Reforma tributária é uma das soluções ambientais para o Brasil pós-pandemia
Especialista propõe discussão do princípio poluidor pagador, já aplicado em países desenvolvidos para ampliar a tributação de empresas mais poluentes.
A retomada econômica pós-pandemia exigirá que se aprofundem as discussões de reformas estruturais no país, em particular a tributária. Rediscutir o sistema e avançar nas soluções é fundamental para dar segurança para todos os segmentos da sociedade. No caso da preservação do meio ambiente, um debate importante, de acordo com especialistas, é o princípio do poluidor pagador.
“Ainda não incorporamos esse princípio no Brasil, que já está sendo praxe nos países mais desenvolvidos, onde se tributa mais pesadamente empresas que mais poluem”, explica o membro da Rede de Especialistas em Conservação da Natureza (RECN), Carlos Eduardo Young. “É fundamental que tenhamos, neste momento de crise, a disposição de rediscutir o sistema, e isso passa pela questão tributária”, ressalta.
Em 2019, o Produto Interno Bruto (PIB) do mundo foi estimado pelo Fundo Monetário Internacional (FMI) em torno de US$ 87 trilhões, o equivalente a cerca de R$ 468 trilhões. A retração econômica global como consequência da pandemia do novo coronavírus deve oscilar entre -3% (FMI) e -9% (OMC – Organização Mundial do Comércio). Isso seria equivalente a uma perda entre R$ 14 e R$ 41 trilhões. É como se, de repente, desaparecesse de dois a seis anos de toda atividade econômica.
Por isso, os especialistas consideram importante evitar que os países caiam na tentação de, sob a justificativa de reativar a economia e gerar empregos, afrouxar legislações ambientais e dar incentivos a setores que causam danos à natureza – justamente a razão que permitiu o surgimento do coronavírus.

[Entradas do conjunto de dados]
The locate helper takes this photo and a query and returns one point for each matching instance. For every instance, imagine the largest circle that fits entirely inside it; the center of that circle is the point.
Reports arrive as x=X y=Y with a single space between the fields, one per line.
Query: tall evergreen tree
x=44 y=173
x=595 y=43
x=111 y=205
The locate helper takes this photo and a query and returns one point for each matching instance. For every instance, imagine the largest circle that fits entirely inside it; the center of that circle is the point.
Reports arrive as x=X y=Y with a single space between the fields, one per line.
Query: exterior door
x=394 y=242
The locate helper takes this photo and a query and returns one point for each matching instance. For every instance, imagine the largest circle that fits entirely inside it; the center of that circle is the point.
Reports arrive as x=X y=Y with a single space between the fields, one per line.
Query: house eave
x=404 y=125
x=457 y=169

[Enunciado da tarefa] Reescreva de modo mais conciso o parágrafo do texto sobre a reforma tributária que se inicia com "A retomada econômica pós-pandemia", preservando seus fatos principais.

[Resposta da tarefa] A retomada econômica após a pandemia exigirá o aprofundamento do debate sobre reformas estruturais no país, sobretudo a tributária, cuja rediscussão é fundamental para dar segurança a todos os segmentos da sociedade. Quanto à preservação ambiental, segundo especialistas, um debate importante é o do princípio do poluidor pagador.